:: Passage

Parenting with Disabilities

-- November 29, 2016

In This Issue:

New Email Layout! Quickly find the part or parts of this email that are of most interest to you and your friends. We're now including a story, statistic, and more!


Story: Blind Parents See Child Taken Away

Parenting is a challenge for all of us. It can be even more daunting for people with disabilities. But whether they are affected by injury, disease, or birth abnormality, the greatest disability these parents face is that of our legal system to respect their rights to parent their child.

Fortunately, this is one disability that we can solve if we work together.

In 2010 the National Federation of the Blind went to work on behalf of a Missouri couple whose daughter had been taken at birth because both parents are blind. According to an NFB release, “The sole reason given by Missouri’s Department of Social Services [for the child’s removal] was that the couple was blind and could not properly care for Mikaela without the assistance of a sighted person twenty-four hours a day and seven days a week.”

There was no accusation of abuse or neglect, and no wrongful intent of any kind on the part of the parents.

Thankfully, NFB’s involvement led the state of Missouri to drop the case and return the baby to her parents that July. By then, the girl was two months old.

NFB President Gary Wunder in the release lamented, “We can never give back the two months this family has lost, nor can we restore to [mother] Erika the joy of nursing her child that this separation has made impossible. What we can do is use their adversity to change the system that allowed this atrocity and educate the people who have mistakenly equated blindness with a lack of perception, intellect, and judgment.”

We are proud to partner with NFB in our efforts to pass the Parental Rights Amendment. Together we will ensure that “parental rights…shall not be denied or abridged on account of disability.”

::::
:: Records provided

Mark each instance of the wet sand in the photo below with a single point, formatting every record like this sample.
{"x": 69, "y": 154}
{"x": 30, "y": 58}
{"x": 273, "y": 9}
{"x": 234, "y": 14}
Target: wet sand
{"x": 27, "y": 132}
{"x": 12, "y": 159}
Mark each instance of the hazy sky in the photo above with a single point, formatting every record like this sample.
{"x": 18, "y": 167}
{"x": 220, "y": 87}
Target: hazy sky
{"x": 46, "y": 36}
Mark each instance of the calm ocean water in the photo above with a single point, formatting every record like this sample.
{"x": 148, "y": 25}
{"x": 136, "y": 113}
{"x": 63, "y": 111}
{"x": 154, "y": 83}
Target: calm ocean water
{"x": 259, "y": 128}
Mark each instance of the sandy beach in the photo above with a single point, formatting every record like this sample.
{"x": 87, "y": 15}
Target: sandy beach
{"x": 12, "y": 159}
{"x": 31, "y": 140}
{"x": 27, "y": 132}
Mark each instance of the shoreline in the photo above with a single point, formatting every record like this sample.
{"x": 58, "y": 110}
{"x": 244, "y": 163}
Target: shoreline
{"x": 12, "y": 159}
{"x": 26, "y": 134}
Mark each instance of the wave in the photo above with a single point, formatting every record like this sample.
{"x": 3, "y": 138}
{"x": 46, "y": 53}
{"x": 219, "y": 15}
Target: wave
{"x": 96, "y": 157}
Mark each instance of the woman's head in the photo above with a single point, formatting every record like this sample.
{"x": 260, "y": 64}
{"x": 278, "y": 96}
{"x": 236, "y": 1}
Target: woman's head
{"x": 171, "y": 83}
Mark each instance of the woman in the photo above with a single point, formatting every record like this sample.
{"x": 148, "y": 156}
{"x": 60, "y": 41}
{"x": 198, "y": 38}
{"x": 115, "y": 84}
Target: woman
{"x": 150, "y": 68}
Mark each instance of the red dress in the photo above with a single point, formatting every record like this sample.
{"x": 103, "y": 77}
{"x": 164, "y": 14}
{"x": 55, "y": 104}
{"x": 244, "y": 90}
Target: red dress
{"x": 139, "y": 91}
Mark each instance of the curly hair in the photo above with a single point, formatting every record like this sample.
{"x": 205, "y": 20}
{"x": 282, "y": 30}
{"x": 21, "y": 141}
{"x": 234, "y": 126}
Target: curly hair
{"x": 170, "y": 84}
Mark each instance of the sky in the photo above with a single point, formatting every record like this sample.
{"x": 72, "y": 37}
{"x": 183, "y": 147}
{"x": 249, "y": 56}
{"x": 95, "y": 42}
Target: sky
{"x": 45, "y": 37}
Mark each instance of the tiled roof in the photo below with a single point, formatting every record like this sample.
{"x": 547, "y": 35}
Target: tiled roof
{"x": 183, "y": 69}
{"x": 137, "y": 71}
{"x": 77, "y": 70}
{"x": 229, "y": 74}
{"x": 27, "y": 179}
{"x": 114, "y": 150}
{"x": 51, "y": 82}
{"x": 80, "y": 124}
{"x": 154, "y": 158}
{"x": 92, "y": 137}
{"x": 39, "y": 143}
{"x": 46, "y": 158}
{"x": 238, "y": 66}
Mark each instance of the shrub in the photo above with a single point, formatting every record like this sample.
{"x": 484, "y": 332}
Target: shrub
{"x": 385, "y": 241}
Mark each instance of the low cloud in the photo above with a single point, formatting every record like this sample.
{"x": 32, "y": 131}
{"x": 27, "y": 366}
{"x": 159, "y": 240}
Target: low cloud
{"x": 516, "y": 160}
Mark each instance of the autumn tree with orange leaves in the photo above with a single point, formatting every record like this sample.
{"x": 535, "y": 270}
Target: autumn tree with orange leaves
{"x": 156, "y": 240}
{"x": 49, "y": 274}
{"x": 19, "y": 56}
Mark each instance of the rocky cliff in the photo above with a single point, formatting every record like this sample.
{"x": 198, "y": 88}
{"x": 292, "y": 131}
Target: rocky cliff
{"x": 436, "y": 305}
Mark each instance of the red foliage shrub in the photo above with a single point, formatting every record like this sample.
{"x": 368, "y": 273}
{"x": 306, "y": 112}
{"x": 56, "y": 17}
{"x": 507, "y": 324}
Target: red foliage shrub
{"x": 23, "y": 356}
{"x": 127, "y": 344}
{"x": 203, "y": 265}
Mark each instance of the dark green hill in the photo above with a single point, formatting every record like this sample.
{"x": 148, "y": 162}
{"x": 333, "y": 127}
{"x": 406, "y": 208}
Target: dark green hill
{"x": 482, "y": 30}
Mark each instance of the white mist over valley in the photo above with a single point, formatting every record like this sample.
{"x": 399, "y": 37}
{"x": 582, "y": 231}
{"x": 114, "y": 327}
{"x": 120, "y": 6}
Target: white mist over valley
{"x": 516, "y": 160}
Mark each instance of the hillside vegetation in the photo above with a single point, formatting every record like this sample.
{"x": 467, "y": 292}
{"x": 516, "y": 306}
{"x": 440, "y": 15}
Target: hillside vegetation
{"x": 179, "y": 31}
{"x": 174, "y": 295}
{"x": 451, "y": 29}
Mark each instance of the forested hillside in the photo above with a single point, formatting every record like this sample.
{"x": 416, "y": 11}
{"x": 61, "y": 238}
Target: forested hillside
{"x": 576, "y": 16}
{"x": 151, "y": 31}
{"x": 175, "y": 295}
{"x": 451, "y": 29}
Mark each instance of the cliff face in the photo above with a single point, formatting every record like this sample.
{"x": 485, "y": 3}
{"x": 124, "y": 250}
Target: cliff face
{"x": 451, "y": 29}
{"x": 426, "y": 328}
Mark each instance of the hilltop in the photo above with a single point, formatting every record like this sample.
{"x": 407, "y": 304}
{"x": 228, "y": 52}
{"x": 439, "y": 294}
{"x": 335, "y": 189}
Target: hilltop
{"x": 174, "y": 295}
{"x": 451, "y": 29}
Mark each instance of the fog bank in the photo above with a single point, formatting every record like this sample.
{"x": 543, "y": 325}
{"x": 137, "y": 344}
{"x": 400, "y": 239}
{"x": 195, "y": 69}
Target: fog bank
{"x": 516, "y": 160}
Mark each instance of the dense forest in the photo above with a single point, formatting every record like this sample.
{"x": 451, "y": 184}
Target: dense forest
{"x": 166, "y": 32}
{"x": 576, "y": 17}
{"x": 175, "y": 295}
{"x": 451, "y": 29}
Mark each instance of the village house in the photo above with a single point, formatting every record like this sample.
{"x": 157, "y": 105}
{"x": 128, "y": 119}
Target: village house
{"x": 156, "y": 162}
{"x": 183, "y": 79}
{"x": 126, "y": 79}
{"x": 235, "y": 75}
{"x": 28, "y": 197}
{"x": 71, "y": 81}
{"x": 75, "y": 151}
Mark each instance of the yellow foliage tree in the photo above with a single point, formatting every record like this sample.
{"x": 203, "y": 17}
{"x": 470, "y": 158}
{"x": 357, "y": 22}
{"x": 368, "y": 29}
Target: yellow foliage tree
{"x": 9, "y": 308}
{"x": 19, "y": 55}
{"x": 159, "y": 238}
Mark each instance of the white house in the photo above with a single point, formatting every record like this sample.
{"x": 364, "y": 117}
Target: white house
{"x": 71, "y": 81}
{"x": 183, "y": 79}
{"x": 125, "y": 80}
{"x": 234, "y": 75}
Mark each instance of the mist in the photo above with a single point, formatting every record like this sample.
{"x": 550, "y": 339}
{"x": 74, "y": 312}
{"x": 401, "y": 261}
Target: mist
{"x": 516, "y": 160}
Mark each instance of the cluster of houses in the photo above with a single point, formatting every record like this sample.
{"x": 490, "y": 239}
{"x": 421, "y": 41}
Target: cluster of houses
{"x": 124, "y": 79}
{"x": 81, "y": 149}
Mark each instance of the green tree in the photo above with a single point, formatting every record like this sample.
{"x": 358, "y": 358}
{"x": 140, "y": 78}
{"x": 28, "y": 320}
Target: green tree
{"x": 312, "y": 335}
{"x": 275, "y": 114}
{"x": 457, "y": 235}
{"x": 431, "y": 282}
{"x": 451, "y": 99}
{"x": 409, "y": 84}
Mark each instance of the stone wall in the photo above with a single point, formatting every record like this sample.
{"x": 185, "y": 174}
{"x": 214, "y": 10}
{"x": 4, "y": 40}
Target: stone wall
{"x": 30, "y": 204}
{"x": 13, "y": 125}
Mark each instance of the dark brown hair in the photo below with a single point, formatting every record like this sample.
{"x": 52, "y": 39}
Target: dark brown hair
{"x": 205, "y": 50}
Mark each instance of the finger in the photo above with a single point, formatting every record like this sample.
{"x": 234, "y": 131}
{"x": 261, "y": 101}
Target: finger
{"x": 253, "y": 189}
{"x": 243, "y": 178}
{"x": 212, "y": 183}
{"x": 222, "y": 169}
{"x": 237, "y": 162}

::::

__Assigned task 1__. List every person the newsletter names.
__Assigned task 2__. Extract the portion of the newsletter between "In 2010 the" and "of the parents.", inclusive.
The rows come from a source unrelated to the newsletter.

__Final answer 1__.
Mikaela
Gary Wunder
Erika

__Final answer 2__.
In 2010 the National Federation of the Blind went to work on behalf of a Missouri couple whose daughter had been taken at birth because both parents are blind. According to an NFB release, “The sole reason given by Missouri’s Department of Social Services [for the child’s removal] was that the couple was blind and could not properly care for Mikaela without the assistance of a sighted person twenty-four hours a day and seven days a week.”

There was no accusation of abuse or neglect, and no wrongful intent of any kind on the part of the parents.